> _GIVEN TEXT_
::::

Dryness in the Winter

by Arnie Katz

Arnie

Q: We recently moved into a new house, and ever since it starting getting cold, it’s so dry in here that everyone in the family has chapped lips, dry skin, nasal passages like sandpaper, and wakes up in the morning feeling like a raisin. My brother in law, the doctor, says it’s because we have gas heat, which dries out the air. He recommends a humidifier. My neighbor, whose house is almost identical to ours except for an electric heat pump instead of a gas furnace, has the same problem. My father, an old-time plumber, claims the problem is forced air heat. Houses with hot water heat don’t get so dry, he says. What's the story?

A: Ever since grandma put a kettle of water on the old wood stove to add some moisture to the air, people have believed that wood heat is "dry heat" — that it actually robs the moisture from the air. Maybe because a gas furnace has a flame — as a wood stove has a flame — people began to believe that gas heat is also a "drying" kind of heat.

Heat pumps, of course, don't have a flame, but people noticed that some houses with heat pumps also get excessively dry in the winter, and some people, like your father, began to notice that some houses with forced air heat seemed to have a worse dryness problem than houses with hot water radiant types of heat. Many people use the modern, high tech version of grandma's kettle — the humidifier — to try to solve the problem.

My colleagues and I have investigated hundreds of houses in which "too dry in winter" was one of the problems. In almost every case the cause of the problem was too much outside air leaking into the house. Let me explain why.

::::

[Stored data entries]
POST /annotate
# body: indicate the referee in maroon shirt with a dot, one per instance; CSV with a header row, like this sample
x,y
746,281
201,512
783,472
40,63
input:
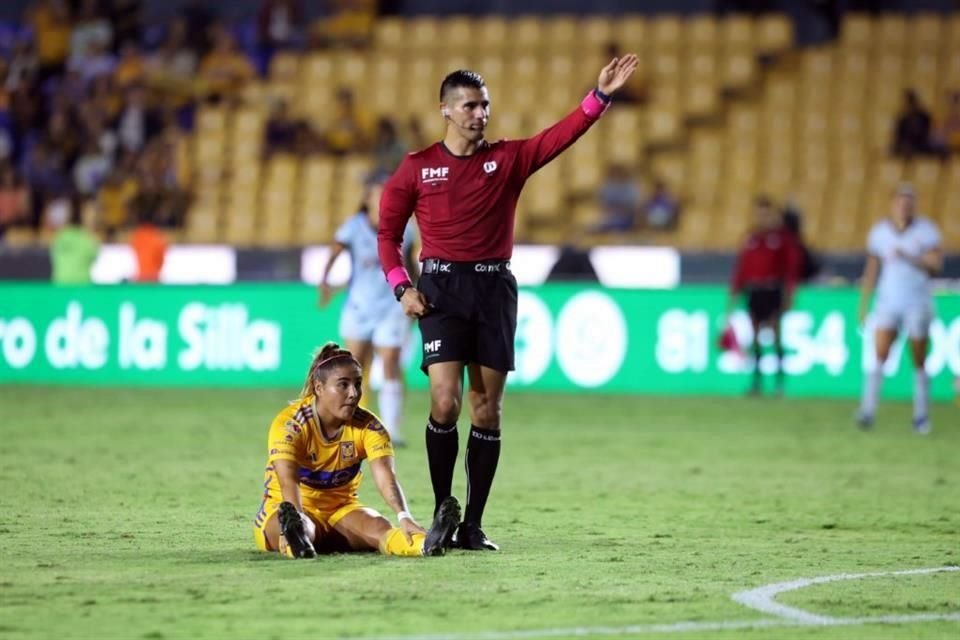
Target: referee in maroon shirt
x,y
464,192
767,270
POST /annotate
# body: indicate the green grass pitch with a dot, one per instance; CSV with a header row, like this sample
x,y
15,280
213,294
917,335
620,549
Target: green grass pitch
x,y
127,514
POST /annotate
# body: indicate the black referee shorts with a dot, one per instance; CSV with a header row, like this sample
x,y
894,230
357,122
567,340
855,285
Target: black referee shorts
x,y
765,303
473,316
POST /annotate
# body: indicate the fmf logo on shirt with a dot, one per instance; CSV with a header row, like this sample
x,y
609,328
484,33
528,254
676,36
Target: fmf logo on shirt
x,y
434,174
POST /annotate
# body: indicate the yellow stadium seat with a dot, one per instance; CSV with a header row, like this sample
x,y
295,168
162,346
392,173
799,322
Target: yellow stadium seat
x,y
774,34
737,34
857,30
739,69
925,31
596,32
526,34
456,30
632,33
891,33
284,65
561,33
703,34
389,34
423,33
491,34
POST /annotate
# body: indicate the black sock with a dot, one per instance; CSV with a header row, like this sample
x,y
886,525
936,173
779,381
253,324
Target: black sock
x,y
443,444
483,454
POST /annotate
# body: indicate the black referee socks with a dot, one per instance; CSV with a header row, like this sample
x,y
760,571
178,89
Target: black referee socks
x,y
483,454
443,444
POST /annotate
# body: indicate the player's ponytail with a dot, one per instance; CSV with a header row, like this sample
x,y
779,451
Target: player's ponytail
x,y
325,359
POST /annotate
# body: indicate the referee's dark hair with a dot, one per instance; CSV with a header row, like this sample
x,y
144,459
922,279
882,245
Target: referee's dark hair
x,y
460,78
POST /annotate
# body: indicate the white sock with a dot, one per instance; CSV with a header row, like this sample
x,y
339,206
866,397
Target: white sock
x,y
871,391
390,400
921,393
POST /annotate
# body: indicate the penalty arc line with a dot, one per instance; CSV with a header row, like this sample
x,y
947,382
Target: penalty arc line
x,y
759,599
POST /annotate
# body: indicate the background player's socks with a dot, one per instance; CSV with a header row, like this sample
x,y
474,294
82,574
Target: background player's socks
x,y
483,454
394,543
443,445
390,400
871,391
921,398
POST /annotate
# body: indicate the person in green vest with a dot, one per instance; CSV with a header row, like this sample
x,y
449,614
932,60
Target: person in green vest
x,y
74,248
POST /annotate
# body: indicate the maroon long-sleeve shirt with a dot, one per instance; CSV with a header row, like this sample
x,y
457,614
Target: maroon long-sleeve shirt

::::

> _REQUIREMENT 1_
Reproduce the winter dryness article from "My colleagues and" up to and including "me explain why.".
> _REQUIREMENT 2_
According to the winter dryness article, what caused the problem in almost every house the author and colleagues investigated?
This data was taken from a different source than the winter dryness article.

> _EXPECTED OUTPUT 1_
My colleagues and I have investigated hundreds of houses in which "too dry in winter" was one of the problems. In almost every case the cause of the problem was too much outside air leaking into the house. Let me explain why.

> _EXPECTED OUTPUT 2_
Too much outside air leaking into the house.